→ WHAT YOU NEED TO DO
From the text on traditional Chinese instruments, pull out word for word everything from "Everything You Need" down to "more than others.".

5 Traditional Chinese Musical Instruments You Should Know + More

Everything You Need to Know About Traditional Chinese Musical Instruments 🎻 + BONUS Flashcards

Seen some interesting-looking musical instruments on your China and Taiwan travels and wondered what they’re called and how they’re played?

Look no further.

While there are hundreds of different types of traditional Chinese musical instruments, some you will see around and about more than others.

So we’re going to go through 5 Chinese musical instruments that we think you should all know, as they’re probably the most common ones you’ll see or hear about.

Chinese Musical Instruments || Erhu

Chinese Musical Instruments || Guzheng

Chinese Musical Instruments || Guqin

Chinese Musical Instruments || Dizi

Chinese Musical Instruments || Pipa

Chinese Musical Instruments || Instruments in Chinese

BONUS || Quiz

Chinese Musical Instruments || FAQs

Want to learn the names of instruments in Chinese? We’ve made a helpful video for that!

Chinese Musical Instruments || Er Hu 二胡

chinese musical instruments erhu

You will probably see the “erhu” around on your China travels.

You’ll often find amateurs and street musicians practising in public spaces, subways stations and on the streets.

The Erhu is sometimes translated as a “Southern Fiddle” in English – it’s a kind of Chinese-style violin with 2 strings, dating back to Tang Dynasty times (7th to 10th centuries).

Compared to other traditional Chinese instruments it’s relatively inexpensive.

Traditionally it was used in opera and orchestral performances, but today it is also a popular solo instrument.

  • Erhu in Chinese Characters: 二胡
  • Pinyin: èrhú
  • English Name: “Southern Fiddle”

Chinese Musical Instruments || Guzheng 古筝

traditional chinese musical instruments gu zheng
“Gu Zheng”

Said to be an ancestor of the Japanese Koto, early forms of the Guzheng date back to the Warring States period of Chinese history (more than 2,500 years ago).

→ RECORDS
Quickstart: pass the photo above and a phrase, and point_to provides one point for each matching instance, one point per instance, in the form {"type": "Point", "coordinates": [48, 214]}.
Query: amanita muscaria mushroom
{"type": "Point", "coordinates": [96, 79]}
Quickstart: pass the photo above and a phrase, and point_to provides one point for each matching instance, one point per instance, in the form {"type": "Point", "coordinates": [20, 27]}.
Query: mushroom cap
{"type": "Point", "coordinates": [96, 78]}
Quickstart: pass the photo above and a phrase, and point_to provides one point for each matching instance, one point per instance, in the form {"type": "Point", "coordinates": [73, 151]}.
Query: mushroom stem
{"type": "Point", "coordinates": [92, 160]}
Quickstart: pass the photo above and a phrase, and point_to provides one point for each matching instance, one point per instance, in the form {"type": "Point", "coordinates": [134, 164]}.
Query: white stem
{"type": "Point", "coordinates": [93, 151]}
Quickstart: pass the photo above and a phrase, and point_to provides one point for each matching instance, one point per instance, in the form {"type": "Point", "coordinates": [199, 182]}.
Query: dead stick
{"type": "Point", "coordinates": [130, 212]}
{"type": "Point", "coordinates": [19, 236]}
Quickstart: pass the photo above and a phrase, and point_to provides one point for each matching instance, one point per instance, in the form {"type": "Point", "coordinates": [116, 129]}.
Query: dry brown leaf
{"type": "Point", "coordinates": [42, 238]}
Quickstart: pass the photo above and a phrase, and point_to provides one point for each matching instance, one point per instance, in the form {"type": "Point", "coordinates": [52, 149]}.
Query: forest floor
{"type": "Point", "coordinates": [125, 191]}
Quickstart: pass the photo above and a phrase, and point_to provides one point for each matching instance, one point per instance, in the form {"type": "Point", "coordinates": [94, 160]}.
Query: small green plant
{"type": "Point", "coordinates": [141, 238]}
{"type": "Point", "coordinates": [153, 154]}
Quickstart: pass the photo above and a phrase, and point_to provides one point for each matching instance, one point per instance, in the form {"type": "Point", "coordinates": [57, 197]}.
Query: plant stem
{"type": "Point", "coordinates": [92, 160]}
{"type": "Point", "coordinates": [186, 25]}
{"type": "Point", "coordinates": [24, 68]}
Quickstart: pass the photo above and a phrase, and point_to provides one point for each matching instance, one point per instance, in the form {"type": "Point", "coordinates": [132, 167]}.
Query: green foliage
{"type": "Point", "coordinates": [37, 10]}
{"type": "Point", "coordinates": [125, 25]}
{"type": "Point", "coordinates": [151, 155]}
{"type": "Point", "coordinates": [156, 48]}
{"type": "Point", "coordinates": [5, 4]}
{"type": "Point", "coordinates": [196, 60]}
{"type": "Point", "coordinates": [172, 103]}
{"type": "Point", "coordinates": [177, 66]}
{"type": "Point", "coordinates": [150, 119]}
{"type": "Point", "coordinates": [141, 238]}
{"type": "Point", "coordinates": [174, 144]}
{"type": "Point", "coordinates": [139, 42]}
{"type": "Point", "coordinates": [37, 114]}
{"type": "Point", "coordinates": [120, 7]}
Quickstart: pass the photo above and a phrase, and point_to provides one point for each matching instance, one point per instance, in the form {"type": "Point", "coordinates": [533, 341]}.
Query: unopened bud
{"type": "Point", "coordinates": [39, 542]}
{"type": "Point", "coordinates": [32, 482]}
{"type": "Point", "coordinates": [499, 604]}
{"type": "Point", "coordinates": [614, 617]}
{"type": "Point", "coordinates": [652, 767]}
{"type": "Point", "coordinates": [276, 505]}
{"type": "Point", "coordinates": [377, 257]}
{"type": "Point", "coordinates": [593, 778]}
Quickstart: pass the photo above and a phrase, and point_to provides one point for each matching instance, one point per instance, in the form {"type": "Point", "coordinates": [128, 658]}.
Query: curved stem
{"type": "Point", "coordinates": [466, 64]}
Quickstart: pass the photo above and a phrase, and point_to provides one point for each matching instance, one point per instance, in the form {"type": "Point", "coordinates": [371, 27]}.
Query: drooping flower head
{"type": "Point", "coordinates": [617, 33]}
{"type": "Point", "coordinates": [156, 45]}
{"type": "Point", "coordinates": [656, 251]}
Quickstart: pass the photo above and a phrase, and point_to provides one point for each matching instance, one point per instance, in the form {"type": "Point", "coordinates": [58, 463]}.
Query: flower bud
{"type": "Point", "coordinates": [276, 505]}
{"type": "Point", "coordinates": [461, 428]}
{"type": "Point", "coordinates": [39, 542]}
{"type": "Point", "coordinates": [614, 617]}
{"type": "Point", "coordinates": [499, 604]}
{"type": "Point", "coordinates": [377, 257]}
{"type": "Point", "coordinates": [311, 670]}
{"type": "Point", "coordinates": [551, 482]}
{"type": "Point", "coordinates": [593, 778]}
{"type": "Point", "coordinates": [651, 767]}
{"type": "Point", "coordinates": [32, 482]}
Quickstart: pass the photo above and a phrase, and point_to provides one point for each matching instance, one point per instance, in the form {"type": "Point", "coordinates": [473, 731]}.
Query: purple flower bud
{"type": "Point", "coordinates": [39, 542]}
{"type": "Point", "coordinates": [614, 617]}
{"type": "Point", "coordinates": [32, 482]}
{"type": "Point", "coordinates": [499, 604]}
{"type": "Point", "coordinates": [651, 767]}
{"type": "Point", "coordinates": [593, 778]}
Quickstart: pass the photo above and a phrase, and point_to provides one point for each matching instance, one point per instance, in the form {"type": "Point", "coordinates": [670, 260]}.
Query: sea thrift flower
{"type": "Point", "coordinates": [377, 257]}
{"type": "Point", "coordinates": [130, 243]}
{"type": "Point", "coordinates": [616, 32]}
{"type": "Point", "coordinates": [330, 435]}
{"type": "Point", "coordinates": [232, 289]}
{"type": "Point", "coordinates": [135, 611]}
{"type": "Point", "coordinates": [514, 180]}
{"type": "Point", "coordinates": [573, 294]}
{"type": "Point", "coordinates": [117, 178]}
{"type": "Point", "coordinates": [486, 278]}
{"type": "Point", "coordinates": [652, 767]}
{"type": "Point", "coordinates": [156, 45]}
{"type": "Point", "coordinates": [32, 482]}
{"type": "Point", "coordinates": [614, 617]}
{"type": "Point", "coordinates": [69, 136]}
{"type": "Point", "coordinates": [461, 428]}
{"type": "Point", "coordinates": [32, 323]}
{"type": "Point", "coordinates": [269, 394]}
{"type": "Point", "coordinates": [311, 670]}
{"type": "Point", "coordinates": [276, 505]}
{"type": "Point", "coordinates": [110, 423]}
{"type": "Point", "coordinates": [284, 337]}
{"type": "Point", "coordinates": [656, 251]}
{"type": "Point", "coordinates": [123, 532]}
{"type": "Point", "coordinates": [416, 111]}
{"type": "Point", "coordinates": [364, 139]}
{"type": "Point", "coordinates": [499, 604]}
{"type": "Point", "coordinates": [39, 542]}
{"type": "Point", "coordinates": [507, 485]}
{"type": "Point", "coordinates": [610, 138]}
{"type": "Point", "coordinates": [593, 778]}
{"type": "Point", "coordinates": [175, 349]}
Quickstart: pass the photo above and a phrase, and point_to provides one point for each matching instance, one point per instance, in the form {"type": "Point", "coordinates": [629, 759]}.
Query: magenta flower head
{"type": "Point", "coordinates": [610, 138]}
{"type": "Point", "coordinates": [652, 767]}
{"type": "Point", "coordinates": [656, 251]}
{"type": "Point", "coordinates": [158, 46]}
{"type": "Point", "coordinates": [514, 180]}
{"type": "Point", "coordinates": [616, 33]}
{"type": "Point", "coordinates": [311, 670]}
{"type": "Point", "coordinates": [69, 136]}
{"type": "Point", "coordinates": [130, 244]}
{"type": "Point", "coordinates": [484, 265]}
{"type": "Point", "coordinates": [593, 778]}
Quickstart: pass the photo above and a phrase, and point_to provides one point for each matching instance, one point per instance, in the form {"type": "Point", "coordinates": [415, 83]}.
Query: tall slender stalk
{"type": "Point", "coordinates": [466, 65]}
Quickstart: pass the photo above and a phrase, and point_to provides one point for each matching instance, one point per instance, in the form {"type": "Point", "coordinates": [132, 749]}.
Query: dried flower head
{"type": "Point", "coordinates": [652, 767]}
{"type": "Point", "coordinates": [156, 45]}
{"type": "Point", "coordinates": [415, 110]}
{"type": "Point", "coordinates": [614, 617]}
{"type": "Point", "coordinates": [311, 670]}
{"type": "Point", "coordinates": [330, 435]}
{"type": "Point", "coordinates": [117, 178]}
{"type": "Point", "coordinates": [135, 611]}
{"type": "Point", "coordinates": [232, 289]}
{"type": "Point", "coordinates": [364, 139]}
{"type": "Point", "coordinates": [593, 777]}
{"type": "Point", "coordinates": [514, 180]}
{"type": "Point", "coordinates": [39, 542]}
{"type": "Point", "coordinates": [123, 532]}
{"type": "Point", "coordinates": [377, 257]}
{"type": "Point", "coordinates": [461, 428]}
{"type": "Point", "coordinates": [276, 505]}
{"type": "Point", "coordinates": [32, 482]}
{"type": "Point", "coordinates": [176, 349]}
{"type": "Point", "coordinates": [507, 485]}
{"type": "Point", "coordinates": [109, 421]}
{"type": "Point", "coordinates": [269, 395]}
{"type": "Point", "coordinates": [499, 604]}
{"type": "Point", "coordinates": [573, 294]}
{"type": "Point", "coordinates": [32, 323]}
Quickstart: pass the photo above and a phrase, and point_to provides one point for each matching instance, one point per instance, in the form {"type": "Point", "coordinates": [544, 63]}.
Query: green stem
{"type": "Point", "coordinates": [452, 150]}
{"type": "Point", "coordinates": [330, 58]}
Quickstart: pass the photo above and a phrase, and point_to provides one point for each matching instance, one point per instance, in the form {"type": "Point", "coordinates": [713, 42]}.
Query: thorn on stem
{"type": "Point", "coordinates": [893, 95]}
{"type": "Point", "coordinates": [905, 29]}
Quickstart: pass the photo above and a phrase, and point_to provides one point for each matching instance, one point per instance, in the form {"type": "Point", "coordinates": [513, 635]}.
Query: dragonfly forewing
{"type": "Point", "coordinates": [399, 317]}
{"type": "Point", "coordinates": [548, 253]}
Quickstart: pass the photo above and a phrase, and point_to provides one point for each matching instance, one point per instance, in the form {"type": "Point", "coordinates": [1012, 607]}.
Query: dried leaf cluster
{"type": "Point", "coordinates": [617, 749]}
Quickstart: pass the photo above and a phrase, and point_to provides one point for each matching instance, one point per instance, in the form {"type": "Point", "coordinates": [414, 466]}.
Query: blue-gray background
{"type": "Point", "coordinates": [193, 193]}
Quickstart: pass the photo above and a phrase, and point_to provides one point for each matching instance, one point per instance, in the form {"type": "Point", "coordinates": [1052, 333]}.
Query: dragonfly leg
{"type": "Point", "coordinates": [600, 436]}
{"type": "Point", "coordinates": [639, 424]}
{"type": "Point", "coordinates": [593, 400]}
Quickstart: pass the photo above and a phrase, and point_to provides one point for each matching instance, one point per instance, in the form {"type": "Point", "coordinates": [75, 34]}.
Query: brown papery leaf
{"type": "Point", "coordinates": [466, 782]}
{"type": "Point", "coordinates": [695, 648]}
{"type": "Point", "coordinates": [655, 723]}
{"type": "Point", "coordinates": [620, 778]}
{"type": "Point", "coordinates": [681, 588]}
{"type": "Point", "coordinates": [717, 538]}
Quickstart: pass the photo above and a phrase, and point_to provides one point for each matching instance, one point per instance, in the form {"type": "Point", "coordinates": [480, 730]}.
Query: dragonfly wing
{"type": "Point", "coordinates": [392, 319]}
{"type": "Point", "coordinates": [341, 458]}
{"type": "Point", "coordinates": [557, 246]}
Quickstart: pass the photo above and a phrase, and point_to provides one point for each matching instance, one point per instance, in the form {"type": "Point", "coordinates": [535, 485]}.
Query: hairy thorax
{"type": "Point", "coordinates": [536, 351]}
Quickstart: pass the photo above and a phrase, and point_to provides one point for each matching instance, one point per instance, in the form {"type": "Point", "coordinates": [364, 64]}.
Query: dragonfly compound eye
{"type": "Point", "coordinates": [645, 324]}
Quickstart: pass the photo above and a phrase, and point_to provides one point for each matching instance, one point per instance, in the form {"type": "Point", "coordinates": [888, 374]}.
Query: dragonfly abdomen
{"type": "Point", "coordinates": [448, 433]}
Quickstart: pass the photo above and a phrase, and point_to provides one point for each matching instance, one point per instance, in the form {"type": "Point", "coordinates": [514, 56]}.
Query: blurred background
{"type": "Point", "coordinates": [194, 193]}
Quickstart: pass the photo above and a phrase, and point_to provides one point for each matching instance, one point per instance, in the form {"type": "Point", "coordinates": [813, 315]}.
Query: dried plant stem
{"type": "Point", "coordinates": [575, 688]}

→ SOLUTION FOR THIS PROBLEM
Everything You Need to Know About Traditional Chinese Musical Instruments 🎻 + BONUS Flashcards

Seen some interesting-looking musical instruments on your China and Taiwan travels and wondered what they’re called and how they’re played?

Look no further.

While there are hundreds of different types of traditional Chinese musical instruments, some you will see around and about more than others.